**What this task involves**: Write out every entry, unchanged. Skip any picture.

[Referring expression pointing data]
□ □ □

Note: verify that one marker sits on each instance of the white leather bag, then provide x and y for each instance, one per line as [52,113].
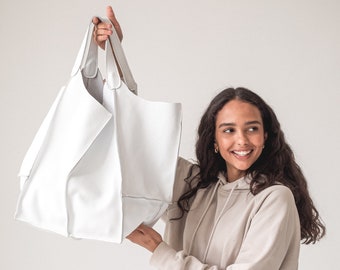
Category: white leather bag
[104,159]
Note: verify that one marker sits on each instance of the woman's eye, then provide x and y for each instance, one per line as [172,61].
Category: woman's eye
[228,130]
[252,129]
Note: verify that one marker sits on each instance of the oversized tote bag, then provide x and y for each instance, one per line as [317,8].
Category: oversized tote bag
[104,159]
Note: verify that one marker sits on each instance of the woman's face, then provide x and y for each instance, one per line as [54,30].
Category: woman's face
[239,136]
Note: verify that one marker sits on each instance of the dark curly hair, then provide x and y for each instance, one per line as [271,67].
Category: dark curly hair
[276,162]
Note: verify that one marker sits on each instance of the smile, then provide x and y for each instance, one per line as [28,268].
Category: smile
[242,153]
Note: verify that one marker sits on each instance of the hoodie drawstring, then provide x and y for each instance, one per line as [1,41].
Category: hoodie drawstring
[216,222]
[203,215]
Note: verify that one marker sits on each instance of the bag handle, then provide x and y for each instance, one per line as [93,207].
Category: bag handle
[115,50]
[87,60]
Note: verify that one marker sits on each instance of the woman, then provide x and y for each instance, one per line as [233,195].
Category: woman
[245,204]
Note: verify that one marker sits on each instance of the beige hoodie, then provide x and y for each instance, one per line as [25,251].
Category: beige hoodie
[229,228]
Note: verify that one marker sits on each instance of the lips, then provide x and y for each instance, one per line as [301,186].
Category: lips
[242,153]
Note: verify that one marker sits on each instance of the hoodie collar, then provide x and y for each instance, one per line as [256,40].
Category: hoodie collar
[241,183]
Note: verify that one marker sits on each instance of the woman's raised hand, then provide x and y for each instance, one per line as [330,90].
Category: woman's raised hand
[103,30]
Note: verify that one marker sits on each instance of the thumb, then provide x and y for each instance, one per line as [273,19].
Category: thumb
[111,16]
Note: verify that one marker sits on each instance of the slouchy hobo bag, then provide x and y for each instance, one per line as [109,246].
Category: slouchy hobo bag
[103,160]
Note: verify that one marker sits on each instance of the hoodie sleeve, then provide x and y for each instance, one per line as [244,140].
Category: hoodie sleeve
[273,237]
[271,241]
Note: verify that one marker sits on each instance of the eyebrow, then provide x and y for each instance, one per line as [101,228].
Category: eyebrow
[255,122]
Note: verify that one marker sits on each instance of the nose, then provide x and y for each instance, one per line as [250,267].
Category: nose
[242,139]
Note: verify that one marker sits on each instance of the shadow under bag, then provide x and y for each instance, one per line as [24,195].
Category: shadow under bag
[103,161]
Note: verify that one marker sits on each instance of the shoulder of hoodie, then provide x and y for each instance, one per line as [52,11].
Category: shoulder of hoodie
[277,194]
[184,168]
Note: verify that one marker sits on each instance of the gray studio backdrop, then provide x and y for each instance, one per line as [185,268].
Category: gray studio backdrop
[179,51]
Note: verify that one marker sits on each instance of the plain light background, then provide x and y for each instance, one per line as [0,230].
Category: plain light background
[179,51]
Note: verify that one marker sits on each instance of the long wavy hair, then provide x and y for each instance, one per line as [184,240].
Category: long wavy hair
[276,162]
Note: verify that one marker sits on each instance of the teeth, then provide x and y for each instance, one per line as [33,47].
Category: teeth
[242,153]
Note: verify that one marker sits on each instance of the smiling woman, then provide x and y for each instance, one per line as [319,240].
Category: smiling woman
[245,204]
[239,137]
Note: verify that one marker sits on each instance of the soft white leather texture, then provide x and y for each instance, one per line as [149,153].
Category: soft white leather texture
[104,159]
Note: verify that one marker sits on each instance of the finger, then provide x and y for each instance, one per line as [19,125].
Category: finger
[96,20]
[112,17]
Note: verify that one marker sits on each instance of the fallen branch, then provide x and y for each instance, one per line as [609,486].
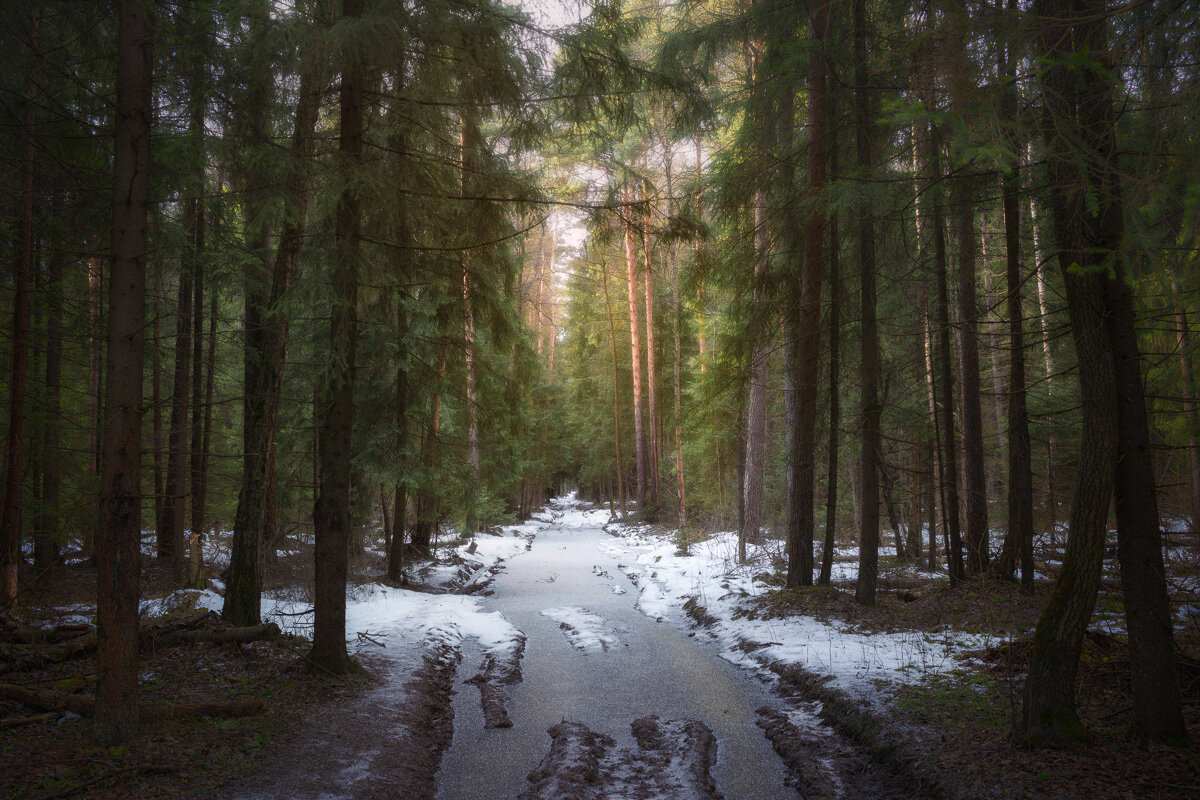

□ □ □

**Result of the task**:
Note: verify that one marker sits on each instance of the white leather bag, then provide x and y for each instance, one per line as [52,113].
Category: white leather bag
[104,159]
Note: verify that one marker sits on each instance of the woman's eye, then provide x and y for each instance, one per line as [172,61].
Category: woman's eye
[228,130]
[252,129]
Note: verify that one marker sits on each instance of the oversized tote bag, then provide x and y for each instance, one per line as [317,8].
Category: oversized tote bag
[104,159]
Note: verify that one marker sits on each instance of the woman's face, then provide x and y for each instance, one per line as [54,30].
Category: woman's face
[239,136]
Note: verify that one marker sits on each instance of the dark curly hair, then provide x and y for each instance, one per line as [271,67].
Category: dark curly hair
[276,162]
Note: verify that one marker sits on each instance of the smile, then provide x and y for each instance, one per line as [28,268].
Category: smile
[242,153]
Note: verify that one marker sits on each instance of the hoodie drawstring, then provide x and y for each instance, one per line as [1,41].
Category: hoodie drawstring
[216,222]
[203,215]
Note: verify that one marker sits on each instance of the bag handle, then provide x and y for each instance, one per line as [93,207].
Category: bag handle
[115,50]
[87,60]
Note: verify that one marker sits on each instance of the woman, then provide x and y for each instance, one per line as [233,195].
Category: woman
[245,204]
Note: verify that one marker sits on each instance of the beige hoodie, then provide x and y for each instance, one per line as [25,251].
Category: beige hoodie
[229,228]
Note: verify that one marker sits on each instance of the lips, then provide x and y for each instance, one per line as [301,186].
Category: lips
[242,153]
Note: verify that one marker sits on each instance of the hoodie collar, then provide x and y for each instance, one per line as [256,40].
Category: hoodie collar
[241,183]
Note: verify that one marker sits on each instance of the woman's raised hand, then provide x and y for each instance, one per line as [330,90].
Category: woman's raised hand
[103,30]
Note: verify that one marker sits on each instance of the thumb, then provide x and y for each instance, one per line as [273,19].
Category: thumb
[111,16]
Note: verify that one marker sits on each instance of the slouchy hobo bag, then provide x and y for each instance, one per line as [109,246].
Category: slouchy hobo bag
[103,160]
Note: verify that one marker sits on each instance of the hoodie sleeve, then provide x and y for each instance, one per line as [244,140].
Category: hoodie sleeve
[273,237]
[271,241]
Note: verify that one marker sits on each instance of the eyebrow, then provide x and y for each instance, one per line as [101,228].
Category: eyebrow
[255,122]
Note: verify that one marker sits on each instance of the nose, then provide x and y for each instance, one per line as [250,267].
Category: nose
[242,139]
Note: verify that one marker sits on each instance of the shadow under bag, then provide x and y for each instance, one per line as [24,195].
Category: shadow under bag
[103,161]
Note: verify that one marker sits on each instance of the shoulder of hoodie, then provide x and y for each instance, one per line as [52,11].
Category: shoulder of hoodie
[277,194]
[184,168]
Note: verify that one marker sits on each instance of the gray studio backdrop, then provide x and y for each instance, one per line as [185,268].
Category: gray studio backdrop
[179,51]
Note: verify that one marker sits on each instance of the plain light background, then provide x and y for each instance, one per line as [0,230].
Category: plain light background
[179,51]
Note: verify that one marker sits on each instance of the long wavy hair, then provide x and y for each instance, one per line as [184,240].
Category: long wavy hair
[276,162]
Note: verify that one marker sits on each instance of the teeth, then provide x and y for each instance, one per line as [33,47].
Category: teeth
[242,153]
Note: verify that one marker sits on each instance of the smiling woman, then provide x and y for each instance, one per line as [319,240].
Category: smiling woman
[245,204]
[239,137]
Note: verify that one marker sits on each instance of the soft white leather texture, then provide x and y for each instance, one per line as [149,153].
Category: soft white leather texture
[104,159]
Note: verify that one marker sits on each instance of the finger, then provide x and y for each instance, one per line as [19,125].
Category: finger
[96,20]
[112,17]
Note: verify that one marker sits on each instance of the fallen branch, then provide x and y for each instance, one per line as [609,486].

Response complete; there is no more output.